§ **TEXT SEGMENT**:
_ _ _

Trade negotiations have been arduous, with only two pacts agreed over the last three months.  A deal with the U.K., with which America has a trade surplus, was thin.  It left a 10% tariff in place on British exports.  Vietnamese exports to the U.S., reportedly, will be tariffed at a 20% rate.  Transshipments will be taxed 40%, a move aimed at preventing Chinese goods from being rerouted to evade U.S. tariffs.

The trade war drama is raising real costs.

The 14 nations facing threats of higher tariffs accounted for $460 billion or around 10% of total U.S. imports in 2024.  Raising levies to 25%-40% would push the U.S. average effective tariff rate up by a full percentage point to about 17%, the highest in nearly a century.

Tariffs are starting to bite.  Amid persistent uncertainty, pessimism has crept into both business and consumer surveys.  German and Japanese automobile shipments to the U.S. dropped 25% each in May.  China’s producer price index declined further to its weakest reading in almost two years in June.  Deflationary pressures in China are only going to worsen further, with the U.S administration turning its focus to curbing the rerouting of Chinese goods.

Higher tariffs on countries like Vietnam and Brazil will also raise prices of a range of consumer goods in the United States.  Vietnam is a major supplier of electronics like smartphones.  Around one-third of the coffee consumed in America comes from Brazil.

 

exhibit1-comparison of annual u.s. stock market returns

 

Save Vietnam, the U.S. has not struck a permanent agreement with any of its top ten trading or import partners.  The clock is ticking on the fragile U.S.-China trade truce, set to expire on August 12.  The prospects of a long-term deal between the world’s two largest economies are slim as barriers remain high.  Japan is reluctant to open up its politically-sensitive rice market and is seeking concessions for its economically vital auto industry.  The U.S. is reportedly closing in on a skeletal deal with other major trading partners like the European Union and India.

_ _ _

§ **STATED EXERCISE 1**:
Quote the tariff passage from "Trade negotiations have" up to and including "raising real costs.".
§ **STATED EXERCISE 2**:
Please pick out every row containing the string "grass" and copy it. Case counts.
The tariff passage has nothing to do with the rows that follow it.

§ **EXTRACTED DATA**:

_ _ _

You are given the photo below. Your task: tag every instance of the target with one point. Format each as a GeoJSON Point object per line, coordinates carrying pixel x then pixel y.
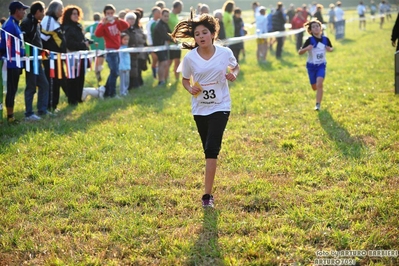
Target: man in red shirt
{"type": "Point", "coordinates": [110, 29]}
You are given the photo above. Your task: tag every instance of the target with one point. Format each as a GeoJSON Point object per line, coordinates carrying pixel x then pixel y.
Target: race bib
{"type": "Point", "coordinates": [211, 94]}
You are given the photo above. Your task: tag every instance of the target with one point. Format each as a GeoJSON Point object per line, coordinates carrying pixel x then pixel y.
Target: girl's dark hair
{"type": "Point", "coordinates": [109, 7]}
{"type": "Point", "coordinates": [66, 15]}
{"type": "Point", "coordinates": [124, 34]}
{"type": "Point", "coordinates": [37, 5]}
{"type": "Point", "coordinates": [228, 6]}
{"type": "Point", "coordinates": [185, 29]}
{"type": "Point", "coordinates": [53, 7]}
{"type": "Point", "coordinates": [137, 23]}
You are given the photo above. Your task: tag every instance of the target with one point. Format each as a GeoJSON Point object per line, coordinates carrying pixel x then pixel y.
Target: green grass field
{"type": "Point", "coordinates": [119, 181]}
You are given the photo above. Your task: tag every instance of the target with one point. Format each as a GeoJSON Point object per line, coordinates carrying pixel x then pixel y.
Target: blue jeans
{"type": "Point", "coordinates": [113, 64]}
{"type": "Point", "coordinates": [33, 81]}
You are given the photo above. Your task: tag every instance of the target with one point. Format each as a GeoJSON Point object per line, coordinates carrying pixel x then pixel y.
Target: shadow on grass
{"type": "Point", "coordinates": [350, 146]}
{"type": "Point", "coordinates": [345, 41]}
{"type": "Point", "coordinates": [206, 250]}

_ _ _

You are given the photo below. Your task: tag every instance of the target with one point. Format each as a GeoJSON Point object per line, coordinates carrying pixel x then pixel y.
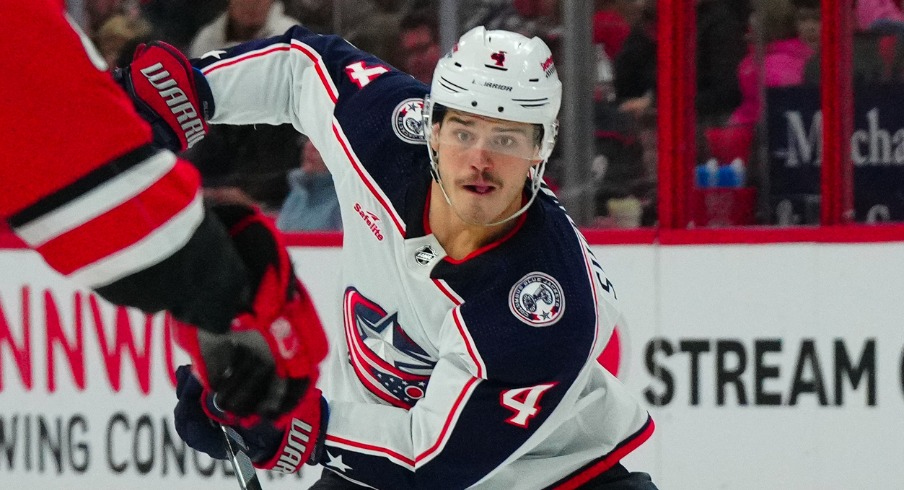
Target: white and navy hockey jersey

_ _ _

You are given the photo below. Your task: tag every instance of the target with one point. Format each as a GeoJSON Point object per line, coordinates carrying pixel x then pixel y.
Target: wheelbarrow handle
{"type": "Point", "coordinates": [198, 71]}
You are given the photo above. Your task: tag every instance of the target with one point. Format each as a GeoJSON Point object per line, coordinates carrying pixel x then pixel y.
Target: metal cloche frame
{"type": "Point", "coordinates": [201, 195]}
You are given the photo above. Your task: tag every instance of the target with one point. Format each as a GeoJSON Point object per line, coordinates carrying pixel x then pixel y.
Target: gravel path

_ _ _

§ **FULL OUTPUT 1**:
Trade negotiations have been arduous, with only two pacts agreed over the last three months.  A deal with the U.K., with which America has a trade surplus, was thin.  It left a 10% tariff in place on British exports.  Vietnamese exports to the U.S., reportedly, will be tariffed at a 20% rate.  Transshipments will be taxed 40%, a move aimed at preventing Chinese goods from being rerouted to evade U.S. tariffs.

The trade war drama is raising real costs.

§ **FULL OUTPUT 2**:
Target: green grass field
Target: shadow on grass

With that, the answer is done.